>>>>>

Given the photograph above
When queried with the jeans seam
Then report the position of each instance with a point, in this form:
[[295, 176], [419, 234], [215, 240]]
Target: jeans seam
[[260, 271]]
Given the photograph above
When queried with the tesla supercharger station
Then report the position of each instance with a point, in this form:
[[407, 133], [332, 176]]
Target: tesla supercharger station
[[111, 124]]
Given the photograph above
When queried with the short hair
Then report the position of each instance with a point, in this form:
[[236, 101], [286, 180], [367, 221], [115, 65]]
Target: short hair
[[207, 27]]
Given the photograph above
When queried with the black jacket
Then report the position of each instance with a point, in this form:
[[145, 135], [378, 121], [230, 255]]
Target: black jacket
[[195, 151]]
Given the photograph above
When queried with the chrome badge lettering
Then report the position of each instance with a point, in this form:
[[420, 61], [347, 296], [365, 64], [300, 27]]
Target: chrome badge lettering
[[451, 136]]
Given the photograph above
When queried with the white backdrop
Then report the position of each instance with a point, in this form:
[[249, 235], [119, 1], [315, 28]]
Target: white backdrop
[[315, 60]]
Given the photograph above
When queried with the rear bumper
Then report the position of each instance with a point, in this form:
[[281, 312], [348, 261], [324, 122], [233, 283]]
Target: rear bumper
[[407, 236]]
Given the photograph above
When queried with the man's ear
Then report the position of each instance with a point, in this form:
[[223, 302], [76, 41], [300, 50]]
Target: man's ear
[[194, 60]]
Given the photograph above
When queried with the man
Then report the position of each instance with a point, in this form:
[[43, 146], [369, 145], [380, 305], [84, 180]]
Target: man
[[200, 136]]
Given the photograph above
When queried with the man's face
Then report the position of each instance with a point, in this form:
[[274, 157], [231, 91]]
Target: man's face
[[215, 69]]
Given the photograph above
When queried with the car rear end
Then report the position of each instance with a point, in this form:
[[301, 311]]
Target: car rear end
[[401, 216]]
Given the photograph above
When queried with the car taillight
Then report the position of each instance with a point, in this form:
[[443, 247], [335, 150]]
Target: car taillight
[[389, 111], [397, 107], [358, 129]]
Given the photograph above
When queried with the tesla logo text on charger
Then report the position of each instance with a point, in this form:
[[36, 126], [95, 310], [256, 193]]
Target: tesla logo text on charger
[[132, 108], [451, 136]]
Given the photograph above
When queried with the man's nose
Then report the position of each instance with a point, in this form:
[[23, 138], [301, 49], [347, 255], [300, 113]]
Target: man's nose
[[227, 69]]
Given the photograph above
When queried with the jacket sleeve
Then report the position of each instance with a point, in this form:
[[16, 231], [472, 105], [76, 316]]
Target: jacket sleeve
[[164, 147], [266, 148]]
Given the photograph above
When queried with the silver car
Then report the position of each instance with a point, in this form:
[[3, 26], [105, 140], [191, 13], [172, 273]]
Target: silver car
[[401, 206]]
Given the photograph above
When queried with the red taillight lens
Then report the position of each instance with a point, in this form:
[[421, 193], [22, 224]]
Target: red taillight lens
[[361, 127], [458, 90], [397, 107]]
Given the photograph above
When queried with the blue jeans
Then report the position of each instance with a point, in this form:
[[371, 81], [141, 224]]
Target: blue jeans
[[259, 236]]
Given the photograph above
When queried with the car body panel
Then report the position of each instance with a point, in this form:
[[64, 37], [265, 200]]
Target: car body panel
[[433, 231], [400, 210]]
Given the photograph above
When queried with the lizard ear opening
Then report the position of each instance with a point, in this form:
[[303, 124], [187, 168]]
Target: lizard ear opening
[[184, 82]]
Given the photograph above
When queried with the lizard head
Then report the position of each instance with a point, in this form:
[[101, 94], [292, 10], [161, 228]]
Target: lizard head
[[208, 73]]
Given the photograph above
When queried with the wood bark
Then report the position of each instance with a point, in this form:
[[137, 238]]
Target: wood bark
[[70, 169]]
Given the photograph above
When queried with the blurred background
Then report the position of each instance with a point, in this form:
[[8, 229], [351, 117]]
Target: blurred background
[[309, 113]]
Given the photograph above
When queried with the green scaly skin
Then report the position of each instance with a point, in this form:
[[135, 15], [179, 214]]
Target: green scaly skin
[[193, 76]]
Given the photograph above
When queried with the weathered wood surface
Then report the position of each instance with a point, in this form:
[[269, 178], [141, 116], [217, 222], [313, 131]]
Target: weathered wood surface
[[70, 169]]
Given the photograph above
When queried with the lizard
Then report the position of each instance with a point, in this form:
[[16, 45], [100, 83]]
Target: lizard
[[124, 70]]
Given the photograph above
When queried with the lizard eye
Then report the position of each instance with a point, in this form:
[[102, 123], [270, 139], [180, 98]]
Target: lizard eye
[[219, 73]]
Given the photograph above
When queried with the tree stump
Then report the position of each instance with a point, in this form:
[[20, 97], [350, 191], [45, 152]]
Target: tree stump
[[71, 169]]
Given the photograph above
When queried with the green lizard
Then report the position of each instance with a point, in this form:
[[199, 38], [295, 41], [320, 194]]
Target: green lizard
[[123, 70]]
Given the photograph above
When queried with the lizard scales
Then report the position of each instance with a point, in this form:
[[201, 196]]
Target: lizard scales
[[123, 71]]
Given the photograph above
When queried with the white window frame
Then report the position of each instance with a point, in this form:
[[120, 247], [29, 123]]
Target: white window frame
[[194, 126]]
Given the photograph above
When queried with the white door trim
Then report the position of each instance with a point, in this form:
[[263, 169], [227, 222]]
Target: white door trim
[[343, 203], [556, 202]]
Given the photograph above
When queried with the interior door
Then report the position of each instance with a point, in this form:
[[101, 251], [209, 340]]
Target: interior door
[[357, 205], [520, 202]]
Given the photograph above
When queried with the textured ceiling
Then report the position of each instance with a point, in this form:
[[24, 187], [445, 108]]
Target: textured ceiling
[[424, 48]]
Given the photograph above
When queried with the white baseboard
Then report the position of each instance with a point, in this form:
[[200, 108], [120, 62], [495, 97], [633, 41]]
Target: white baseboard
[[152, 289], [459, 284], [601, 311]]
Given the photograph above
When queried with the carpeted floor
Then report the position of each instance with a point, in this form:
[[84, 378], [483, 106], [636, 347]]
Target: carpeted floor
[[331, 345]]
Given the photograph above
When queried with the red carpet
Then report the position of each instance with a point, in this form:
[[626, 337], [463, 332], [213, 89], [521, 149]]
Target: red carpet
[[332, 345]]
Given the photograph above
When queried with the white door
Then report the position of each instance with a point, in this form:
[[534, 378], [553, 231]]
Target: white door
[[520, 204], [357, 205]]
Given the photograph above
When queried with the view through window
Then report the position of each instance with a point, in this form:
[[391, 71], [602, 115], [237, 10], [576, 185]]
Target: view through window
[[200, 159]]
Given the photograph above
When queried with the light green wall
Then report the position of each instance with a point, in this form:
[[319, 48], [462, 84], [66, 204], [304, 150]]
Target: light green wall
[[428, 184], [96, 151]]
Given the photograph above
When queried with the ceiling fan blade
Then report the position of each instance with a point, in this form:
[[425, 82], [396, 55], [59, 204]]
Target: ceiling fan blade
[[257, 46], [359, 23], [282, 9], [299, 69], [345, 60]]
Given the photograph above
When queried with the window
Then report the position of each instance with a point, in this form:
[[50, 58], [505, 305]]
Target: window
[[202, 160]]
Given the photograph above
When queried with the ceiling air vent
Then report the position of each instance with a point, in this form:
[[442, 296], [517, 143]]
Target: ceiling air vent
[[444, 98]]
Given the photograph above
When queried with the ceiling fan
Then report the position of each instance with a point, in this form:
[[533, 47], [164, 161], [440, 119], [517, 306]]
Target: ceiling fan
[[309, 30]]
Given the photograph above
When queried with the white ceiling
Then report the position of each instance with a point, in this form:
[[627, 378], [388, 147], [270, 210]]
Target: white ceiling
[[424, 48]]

<<<<<

| Set exercise |
Could you rewrite all the entries above, swapping "photograph" for "image" everywhere it occurs and leaving everything else unchanged?

| Solution to this exercise |
Given the image above
When queried with the jeans seam
Then report the position of each instance with a point, in this form:
[[295, 176], [419, 234], [215, 240]]
Target: jeans seam
[[260, 271]]
Given the image above
When queried with the tesla supercharger station
Then report the position of each instance with a point, in this form:
[[407, 133], [332, 176]]
Target: tesla supercharger station
[[111, 124]]
Given the image above
When queried with the short hair
Then report the position of each instance with a point, in this form:
[[236, 101], [286, 180], [367, 221], [115, 65]]
Target: short hair
[[207, 27]]
Given the image above
When queried with the black jacket
Then report the position of each instance with a point, in this form:
[[145, 135], [378, 121], [230, 255]]
Target: black jacket
[[195, 151]]
Given the image above
When queried with the chrome badge lettering
Then report the position of each instance with a point, in this form:
[[420, 61], [347, 296], [365, 64], [300, 27]]
Target: chrome badge lettering
[[451, 136]]
Given the image above
When queried with the white backdrop
Then report the position of each instance with a point, in this form:
[[249, 235], [119, 1], [315, 28]]
Target: white backdrop
[[315, 60]]
Given the image above
When queried with the rear bumper
Then report the position of each instance with a point, in this form:
[[281, 312], [348, 261], [324, 122], [233, 283]]
Target: rear bumper
[[407, 236]]
Given the image above
When queried with the man's ear
Then report the position of each instance with a point, in this form:
[[223, 302], [76, 41], [300, 50]]
Target: man's ear
[[194, 60]]
Given the image above
When queried with the man
Then report the position of each instance with a point, in this form:
[[43, 146], [369, 145], [380, 305], [84, 180]]
Target: man
[[200, 136]]
Given the image above
When queried with the man's face
Then report the position of each instance with a point, in this form:
[[274, 157], [231, 91]]
Target: man's face
[[215, 69]]
Given the image above
When queried with the car rear end
Then report the position of each instance with a point, in this form:
[[301, 311]]
Target: car rear end
[[401, 216]]
Given the image above
When queried with the car taillight
Then report the position of each instance with a point, in this form:
[[443, 247], [335, 150]]
Target: car taillight
[[389, 111], [397, 107], [358, 129]]
Given the image above
When queried with the tesla logo text on charger
Then report the position of each instance with a point, in this form:
[[36, 126], [95, 310], [256, 193]]
Target: tesla logo text on charger
[[132, 108], [451, 136]]
Given the image above
When queried with the man's nose
Then report the position of each instance with a point, in this form:
[[23, 138], [301, 49], [347, 255], [300, 113]]
Target: man's nose
[[227, 69]]
Given the image above
When queried with the jacket sleeve
Then report the position of each instance with a point, in this form:
[[16, 231], [472, 105], [76, 316]]
Target: jacket sleeve
[[164, 147], [266, 148]]
Given the image above
When queried with the silver car
Then report the position of each instance with a point, in this form:
[[3, 26], [105, 140], [191, 13], [172, 273]]
Target: silver car
[[401, 206]]
Given the image above
When queried with the red taillight lens
Then report the position of each instance with a point, in this form:
[[421, 193], [22, 224]]
Target: red taillight lens
[[361, 127], [458, 90], [397, 107]]
Given the image above
When queried with the blue jeans
Then report the position of each instance with a point, in this form:
[[371, 81], [141, 224]]
Target: blue jeans
[[259, 236]]
Given the image above
When queried with the car body panel
Then report the position of each instance with a point, in this form:
[[64, 37], [265, 200]]
Target: car body panel
[[433, 231], [400, 210]]
Given the image above
When queried with the lizard ear opening
Then report the position of each instance with a point, in this form:
[[303, 124], [187, 168]]
Target: lizard ear opening
[[184, 82]]
Given the image above
When queried with the lizard head
Then report the position of each instance with a point, in this form:
[[101, 94], [292, 10], [161, 228]]
Target: lizard head
[[208, 73]]
Given the image above
When queried with the wood bark
Then report the position of each instance with a point, in this form:
[[137, 238]]
Target: wood bark
[[70, 169]]
Given the image above
When queried with the blurred background
Then report the position of each instance with a point, in this form:
[[8, 229], [351, 117]]
Target: blurred background
[[309, 113]]
Given the image above
When queried with the green scaly skin
Then report the position of each instance with a point, in this form:
[[135, 15], [179, 214]]
Target: green scaly skin
[[193, 76]]
Given the image above
When queried with the weathered wood surface
Then report the position of each instance with a point, in this form:
[[269, 178], [141, 116], [217, 222], [313, 131]]
Target: weathered wood surface
[[70, 169]]
Given the image above
When queried with the lizard
Then report the position of each instance with a point, in this form:
[[16, 45], [100, 83]]
Target: lizard
[[124, 70]]
Given the image above
When queried with the lizard eye
Then report the position of each instance with a point, in this form:
[[102, 123], [270, 139], [180, 98]]
Target: lizard eye
[[219, 73]]
Given the image above
When queried with the tree stump
Then report the position of each instance with a point, in this form:
[[20, 97], [350, 191], [45, 152]]
Target: tree stump
[[71, 169]]
Given the image above
When queried with the green lizard
Then report the position of each instance with a point, in this form:
[[199, 38], [295, 41], [320, 194]]
Target: green lizard
[[123, 70]]
Given the image above
When queried with the lizard scales
Then report the position of each instance with a point, in this form:
[[201, 196]]
Target: lizard scales
[[123, 71]]
Given the image above
When queried with the white window frame
Then report the position of each instance with a point, in this form:
[[120, 247], [29, 123]]
Target: white window frame
[[194, 126]]
Given the image above
When queried with the white door trim
Then report the position of each instance with a point, in this form:
[[263, 169], [227, 222]]
Target: white door trim
[[343, 203], [556, 202]]
Given the image above
When queried with the interior door
Then report the position of each instance with a point, in this form:
[[101, 251], [209, 340]]
Target: interior door
[[357, 205], [520, 202]]
Given the image above
When queried with the textured ceiling
Then report the position of each instance with a point, in this form:
[[24, 187], [445, 108]]
Target: textured ceiling
[[424, 48]]
Given the image above
When queried with the white baseboard
Then report the position of each instance with a point, in this form:
[[200, 108], [120, 62], [495, 97], [633, 41]]
Target: white baseboard
[[152, 289], [459, 284], [601, 311]]
Given the image above
When queried with the carpeted floor
Then report the position of each instance with a point, in this form:
[[84, 378], [483, 106], [636, 347]]
Target: carpeted floor
[[331, 345]]
Given the image above
When queried with the red carpet
Then report the position of each instance with a point, in this form:
[[626, 337], [463, 332], [213, 89], [521, 149]]
Target: red carpet
[[332, 345]]
Given the image above
When queried with the white door
Then report the position of each instance with a point, in this form:
[[534, 378], [553, 231]]
Target: white door
[[520, 204], [357, 205]]
Given the image above
When queried with the view through window
Then report the position of each instance with a point, in this form:
[[391, 71], [602, 115], [237, 10], [576, 185]]
Target: view through window
[[200, 159]]
Given the image above
When queried with the light green wall
Then report the position of each instance with a point, in this form:
[[319, 48], [462, 84], [66, 204], [304, 150]]
Target: light green wall
[[428, 184], [96, 151]]
Given the image above
When queried with the ceiling fan blade
Then report the position of each instance with a point, in this form:
[[425, 82], [396, 55], [59, 204]]
Target: ceiling fan blade
[[257, 46], [359, 23], [282, 9], [299, 69], [345, 60]]
Given the image above
When queried with the window
Then report the position of each instance with a point, in this form:
[[50, 58], [505, 305]]
Target: window
[[202, 160]]
Given the image above
When queried with the ceiling air vent
Then report the position of each instance with a point, in this form:
[[442, 296], [517, 143]]
Target: ceiling air vent
[[444, 98]]
Given the image above
When queried with the ceiling fan
Then report the position of each instance with a point, in this form:
[[533, 47], [164, 161], [440, 119], [517, 306]]
Target: ceiling fan
[[309, 30]]
Given the image above
When queried with the white ceiling
Then report the position of each instance with a point, in this form:
[[627, 378], [388, 147], [270, 210]]
Target: white ceiling
[[424, 48]]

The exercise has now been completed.